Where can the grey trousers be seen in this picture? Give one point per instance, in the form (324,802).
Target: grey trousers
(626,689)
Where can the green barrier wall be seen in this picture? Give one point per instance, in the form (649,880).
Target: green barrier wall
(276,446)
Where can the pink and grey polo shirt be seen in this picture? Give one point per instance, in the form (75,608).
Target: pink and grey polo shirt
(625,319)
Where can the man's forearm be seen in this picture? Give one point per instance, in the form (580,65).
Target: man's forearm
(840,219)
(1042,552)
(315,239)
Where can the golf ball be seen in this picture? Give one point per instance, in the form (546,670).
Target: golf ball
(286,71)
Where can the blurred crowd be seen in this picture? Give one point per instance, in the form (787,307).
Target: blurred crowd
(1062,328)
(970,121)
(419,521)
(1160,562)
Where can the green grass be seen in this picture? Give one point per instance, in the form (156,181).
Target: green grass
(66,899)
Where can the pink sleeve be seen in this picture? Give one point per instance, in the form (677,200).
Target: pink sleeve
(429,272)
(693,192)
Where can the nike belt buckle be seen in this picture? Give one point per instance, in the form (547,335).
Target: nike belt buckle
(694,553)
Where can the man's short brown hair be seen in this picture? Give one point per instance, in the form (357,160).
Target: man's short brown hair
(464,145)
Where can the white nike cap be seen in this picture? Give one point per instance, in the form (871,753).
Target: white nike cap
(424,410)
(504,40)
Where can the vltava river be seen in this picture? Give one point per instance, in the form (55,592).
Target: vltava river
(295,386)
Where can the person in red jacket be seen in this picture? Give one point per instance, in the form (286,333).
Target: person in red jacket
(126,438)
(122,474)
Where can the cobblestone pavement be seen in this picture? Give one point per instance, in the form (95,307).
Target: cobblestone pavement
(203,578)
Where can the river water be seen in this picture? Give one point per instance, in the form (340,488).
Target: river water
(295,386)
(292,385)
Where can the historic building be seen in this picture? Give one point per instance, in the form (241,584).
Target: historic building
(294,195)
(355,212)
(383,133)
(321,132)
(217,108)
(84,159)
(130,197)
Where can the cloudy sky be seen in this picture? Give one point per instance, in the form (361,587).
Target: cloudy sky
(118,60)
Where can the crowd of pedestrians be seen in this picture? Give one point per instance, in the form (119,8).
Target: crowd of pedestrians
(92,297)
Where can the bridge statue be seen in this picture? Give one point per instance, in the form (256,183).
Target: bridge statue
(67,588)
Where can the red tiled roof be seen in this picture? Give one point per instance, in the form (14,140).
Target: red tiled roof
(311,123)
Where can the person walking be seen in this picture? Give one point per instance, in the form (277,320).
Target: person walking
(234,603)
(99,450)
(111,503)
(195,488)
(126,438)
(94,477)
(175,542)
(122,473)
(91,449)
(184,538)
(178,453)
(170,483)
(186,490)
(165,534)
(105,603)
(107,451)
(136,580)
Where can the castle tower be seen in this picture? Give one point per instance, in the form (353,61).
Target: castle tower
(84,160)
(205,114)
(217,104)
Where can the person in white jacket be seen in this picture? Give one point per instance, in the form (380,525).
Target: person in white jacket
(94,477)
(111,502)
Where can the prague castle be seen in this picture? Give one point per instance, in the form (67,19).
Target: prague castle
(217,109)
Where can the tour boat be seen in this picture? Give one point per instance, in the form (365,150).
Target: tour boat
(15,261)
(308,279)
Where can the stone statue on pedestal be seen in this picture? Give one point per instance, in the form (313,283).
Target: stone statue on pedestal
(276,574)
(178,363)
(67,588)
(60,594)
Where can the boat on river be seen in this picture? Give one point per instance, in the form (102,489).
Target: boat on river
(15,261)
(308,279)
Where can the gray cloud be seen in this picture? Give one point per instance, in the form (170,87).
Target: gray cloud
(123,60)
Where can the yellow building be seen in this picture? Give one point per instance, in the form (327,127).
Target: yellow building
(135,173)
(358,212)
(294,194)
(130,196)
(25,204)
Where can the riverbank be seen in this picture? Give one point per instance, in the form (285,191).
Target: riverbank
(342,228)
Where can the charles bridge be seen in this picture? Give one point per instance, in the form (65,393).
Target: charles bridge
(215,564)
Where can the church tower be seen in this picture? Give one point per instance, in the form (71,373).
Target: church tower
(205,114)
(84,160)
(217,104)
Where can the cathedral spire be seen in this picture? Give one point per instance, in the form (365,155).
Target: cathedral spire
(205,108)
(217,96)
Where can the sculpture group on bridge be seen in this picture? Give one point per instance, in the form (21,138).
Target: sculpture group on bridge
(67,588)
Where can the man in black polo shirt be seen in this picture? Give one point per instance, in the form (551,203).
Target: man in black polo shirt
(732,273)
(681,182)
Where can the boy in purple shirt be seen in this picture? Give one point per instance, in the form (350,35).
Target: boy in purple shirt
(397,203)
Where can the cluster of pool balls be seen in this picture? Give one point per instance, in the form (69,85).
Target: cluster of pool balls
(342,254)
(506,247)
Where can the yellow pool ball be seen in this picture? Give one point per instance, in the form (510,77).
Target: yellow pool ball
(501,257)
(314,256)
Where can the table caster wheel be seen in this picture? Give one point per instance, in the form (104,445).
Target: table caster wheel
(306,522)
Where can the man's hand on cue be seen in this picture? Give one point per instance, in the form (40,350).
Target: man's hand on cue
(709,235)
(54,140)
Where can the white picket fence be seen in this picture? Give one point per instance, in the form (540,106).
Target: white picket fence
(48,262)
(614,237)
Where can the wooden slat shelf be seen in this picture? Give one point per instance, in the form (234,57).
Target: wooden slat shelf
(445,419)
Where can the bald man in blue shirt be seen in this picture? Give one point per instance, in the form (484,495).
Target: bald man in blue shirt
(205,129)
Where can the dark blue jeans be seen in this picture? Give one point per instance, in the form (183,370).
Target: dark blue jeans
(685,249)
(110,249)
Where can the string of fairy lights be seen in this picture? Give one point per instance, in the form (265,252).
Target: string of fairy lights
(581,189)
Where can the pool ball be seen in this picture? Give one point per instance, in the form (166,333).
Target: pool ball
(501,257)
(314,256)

--------------------

Your objective: Copy the material above verbatim.

Task response:
Where can the grey trousers be seen in this picture? Give one point per instance, in the form (324,802).
Target: grey trousers
(626,689)
Where can the green barrier wall be seen in this picture? Give one point per instance, in the form (649,880).
Target: green barrier wall
(276,446)
Where can the pink and grey polo shirt be seen in this picture? Give one point per instance, in the form (75,608).
Target: pink and grey polo shirt
(625,319)
Where can the man's forearm be seen in this picture? Give one point per instance, in the form (580,65).
Target: man's forearm
(840,219)
(1042,552)
(315,239)
Where can the golf ball be seen in this picture? Give one point per instance, in the form (546,670).
Target: golf ball
(286,71)
Where can the blurred crowd be seen in this picture? Give one point per instance, in the form (787,307).
Target: blurred crowd
(1062,328)
(970,121)
(419,521)
(1160,562)
Where can the green grass be seen in this picture? Give one point per instance, in the form (156,181).
Target: green grass
(66,899)
Where can the pink sleeve be seen in this picture? Give one point per instance, in the form (677,200).
Target: pink sleeve
(429,272)
(693,192)
Where can the nike belt buckle be seen in this picture? Give one point per instance, in the form (547,335).
Target: nike belt buckle
(694,553)
Where can the man's short brown hair be seen in this picture? Give one point per instance, in the form (357,160).
Target: man's short brown hair
(464,145)
Where can the white nike cap be seen in this picture? Give one point per instance, in the form (871,753).
Target: white nike cap
(424,410)
(504,40)
Where can the vltava river be seen in this picture? Give one point per instance, in the form (55,592).
Target: vltava river
(295,386)
Where can the person in red jacket be seen in this picture? Give one point per instance, in the form (286,333).
Target: person in red jacket
(126,438)
(122,474)
Where can the cobblestone pavement be seen in this picture? Give one point per instance, in the form (95,307).
Target: cobblestone pavement
(203,578)
Where can the river water be seen in this picture? Give one point per instance, in the form (340,488).
Target: river water
(295,386)
(292,385)
Where can the historic building be seen in this picture? Give one point per instance, in the form (241,584).
Target: historic building
(294,195)
(355,212)
(383,133)
(321,132)
(217,108)
(84,159)
(130,197)
Where can the cloudy sky be seen in this picture? Give one point per instance, in the form (361,587).
Target: cloudy sky
(118,60)
Where can the crowd of pedestrians be seen in this picture? Give one point per instance, in the form (119,8).
Target: crowd of pedestrians
(92,297)
Where can the bridge statue be seen in this picture? Give one point per instance, in the form (256,183).
Target: bridge statue
(67,588)
Where can the red tiled roof be seen in this picture? Give one point per instance, in the form (14,140).
Target: red tiled roof
(311,123)
Where can the person walking be seen in this picture? Give one point per instance, in the form (277,320).
Target: person walking
(234,603)
(99,450)
(111,503)
(195,488)
(126,438)
(94,477)
(175,542)
(122,473)
(91,449)
(184,538)
(178,453)
(170,483)
(186,490)
(165,534)
(105,603)
(107,451)
(136,580)
Where can the castle tower be seen in this picture? Give one point per instance, in the form (353,61).
Target: castle tower
(84,160)
(205,114)
(217,104)
Where can the person in white jacket be seen in this picture? Give one point per instance, in the form (380,525).
Target: person in white jacket
(94,477)
(111,502)
Where can the prague castle be seen in this picture? Give one point per instance, in the form (67,19).
Target: prague castle
(217,109)
Where can the tour boat be seen in this picture? Give one point per instance, in the form (365,150).
Target: tour boat
(15,261)
(308,279)
Where can the stone statue on pedestal be seen in this picture? Give one point per instance, in the form (313,283).
Target: stone statue on pedestal
(276,574)
(178,363)
(67,588)
(60,594)
Where can the boat on river be seen in this picture? Give one point per instance, in the form (102,489).
Target: boat on river
(15,261)
(308,279)
Where can the gray cloud be seen in this picture? Give one point per instance, in the form (170,87).
Target: gray cloud
(123,60)
Where can the yellow building be seen in this picture? Give one point per instance, in the form (327,127).
Target: yellow building
(135,173)
(358,212)
(294,194)
(130,196)
(25,204)
Where can the riverbank be seen in this picture? Give one point per instance, in the form (285,191).
Target: riverbank
(342,228)
Where can the charles bridge be seen in this picture? Give one point per instance, in the form (65,393).
Target: charles bridge
(215,564)
Where can the church tower be seen in this picture? Give one point per instance, in the form (71,373).
Target: church tower
(205,114)
(84,160)
(217,104)
Where can the cathedral spire be seen in this picture? Give one point per instance, in the form (365,155).
Target: cathedral spire
(205,108)
(217,96)
Where can the sculpture group on bridge be seen in this picture? Give one point per instance, in the form (21,138).
Target: sculpture group on bridge
(67,588)
Where can the man in black polo shirt be seen in this picture? Give one point per instance, in the form (551,203).
Target: man in black polo shirt
(732,273)
(681,182)
Where can the boy in purple shirt be seen in this picture? Give one point per instance, in the form (350,35).
Target: boy in purple shirt
(397,203)
Where can the cluster of pool balls be seen in this picture? Give one point per instance, in the form (69,85).
Target: cluster of pool balls
(342,254)
(506,247)
Where can the yellow pool ball be seen in this picture? Give one point per instance, in the form (510,77).
Target: yellow pool ball
(501,257)
(314,256)
Where can the table caster wheel be seen in this picture? Give one point per instance, in the form (104,445).
Target: table caster wheel
(306,522)
Where can the man's hand on cue be seen in this picture? Give one point per instance, in the form (40,350).
Target: man's hand on cue
(709,235)
(54,140)
Where can the white picket fence be seen in this picture? Give one point per instance, in the form (540,106).
Target: white picket fence
(48,262)
(614,237)
Where can the wooden slat shelf be seen in this picture? Give one point per instance, in the form (234,57).
Target: wooden slat shelf
(445,419)
Where can the bald man in blue shirt be seen in this picture? Give one point per instance, in the form (484,495).
Target: bald man in blue shirt
(205,129)
Where can the dark blue jeans be seen in this picture? Give one point per instance, in the form (183,370).
Target: dark blue jeans
(685,249)
(110,249)
Where can the string of fairy lights be seen in this picture? Give one point per instance, in the form (265,252).
Target: string of fairy lights
(581,189)
Where can the pool ball be seen in this picture? Give one point per instance, in the form (166,333).
Target: pool ball
(501,257)
(314,256)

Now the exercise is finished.